▶ **WHAT IS EXPECTED**
Extract the full set of records, then give each one again exactly.

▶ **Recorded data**
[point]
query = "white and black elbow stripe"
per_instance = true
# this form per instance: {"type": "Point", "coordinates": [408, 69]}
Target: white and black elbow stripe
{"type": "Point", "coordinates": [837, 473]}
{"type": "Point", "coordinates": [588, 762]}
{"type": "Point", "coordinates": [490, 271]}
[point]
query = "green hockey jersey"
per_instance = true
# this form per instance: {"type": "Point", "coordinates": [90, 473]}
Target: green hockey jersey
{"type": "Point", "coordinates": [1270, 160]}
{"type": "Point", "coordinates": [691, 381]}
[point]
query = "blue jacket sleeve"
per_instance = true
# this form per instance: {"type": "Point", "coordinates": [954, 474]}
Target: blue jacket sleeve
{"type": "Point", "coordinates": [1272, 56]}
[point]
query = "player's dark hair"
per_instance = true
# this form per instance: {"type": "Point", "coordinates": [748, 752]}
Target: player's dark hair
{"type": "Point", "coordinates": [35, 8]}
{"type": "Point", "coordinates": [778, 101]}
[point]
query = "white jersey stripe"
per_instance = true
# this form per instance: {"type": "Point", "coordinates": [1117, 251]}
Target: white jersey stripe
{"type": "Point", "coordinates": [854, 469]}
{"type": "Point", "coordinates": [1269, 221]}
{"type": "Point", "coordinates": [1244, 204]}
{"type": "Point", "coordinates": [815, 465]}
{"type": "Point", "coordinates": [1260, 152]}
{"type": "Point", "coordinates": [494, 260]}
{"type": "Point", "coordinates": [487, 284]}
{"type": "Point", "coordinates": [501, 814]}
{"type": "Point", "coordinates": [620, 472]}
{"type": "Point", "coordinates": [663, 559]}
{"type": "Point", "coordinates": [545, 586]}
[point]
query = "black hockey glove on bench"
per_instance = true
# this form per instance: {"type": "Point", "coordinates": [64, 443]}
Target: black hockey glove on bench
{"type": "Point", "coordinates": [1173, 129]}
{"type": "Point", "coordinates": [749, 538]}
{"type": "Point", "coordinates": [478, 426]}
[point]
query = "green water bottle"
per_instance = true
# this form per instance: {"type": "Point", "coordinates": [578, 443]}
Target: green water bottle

▶ **ANSWER**
[point]
query = "white and black elbow stripe"
per_instance = true
# this form per instance: {"type": "Point", "coordinates": [408, 69]}
Target: white and black elbow stripe
{"type": "Point", "coordinates": [837, 473]}
{"type": "Point", "coordinates": [588, 762]}
{"type": "Point", "coordinates": [490, 271]}
[point]
query = "green hockey jersey"
per_instance = true
# this form per instance: {"type": "Point", "coordinates": [90, 473]}
Target: green hockey jersey
{"type": "Point", "coordinates": [1270, 160]}
{"type": "Point", "coordinates": [691, 381]}
[point]
query = "blue jacket sleeve"
per_instance = true
# this form per instance: {"type": "Point", "coordinates": [954, 474]}
Target: blue jacket sleeve
{"type": "Point", "coordinates": [1272, 56]}
[point]
query = "player's dark hair"
per_instance = true
# this form per instance: {"type": "Point", "coordinates": [748, 752]}
Target: player's dark hair
{"type": "Point", "coordinates": [35, 8]}
{"type": "Point", "coordinates": [778, 101]}
[point]
query = "white jersey stripe"
per_instance = true
# this form per instance: {"type": "Point", "coordinates": [1117, 251]}
Target: white jersey stripe
{"type": "Point", "coordinates": [854, 469]}
{"type": "Point", "coordinates": [1269, 221]}
{"type": "Point", "coordinates": [1244, 204]}
{"type": "Point", "coordinates": [815, 465]}
{"type": "Point", "coordinates": [1260, 152]}
{"type": "Point", "coordinates": [494, 260]}
{"type": "Point", "coordinates": [487, 284]}
{"type": "Point", "coordinates": [501, 814]}
{"type": "Point", "coordinates": [620, 472]}
{"type": "Point", "coordinates": [663, 559]}
{"type": "Point", "coordinates": [545, 586]}
[point]
query = "black hockey glove on bench"
per_instance = true
# this form per instance: {"type": "Point", "coordinates": [64, 443]}
Target: black hockey glove on bench
{"type": "Point", "coordinates": [1173, 129]}
{"type": "Point", "coordinates": [749, 538]}
{"type": "Point", "coordinates": [478, 426]}
[point]
query = "green water bottle"
per_instance = true
# this form per instance: {"type": "Point", "coordinates": [578, 443]}
Target: green water bottle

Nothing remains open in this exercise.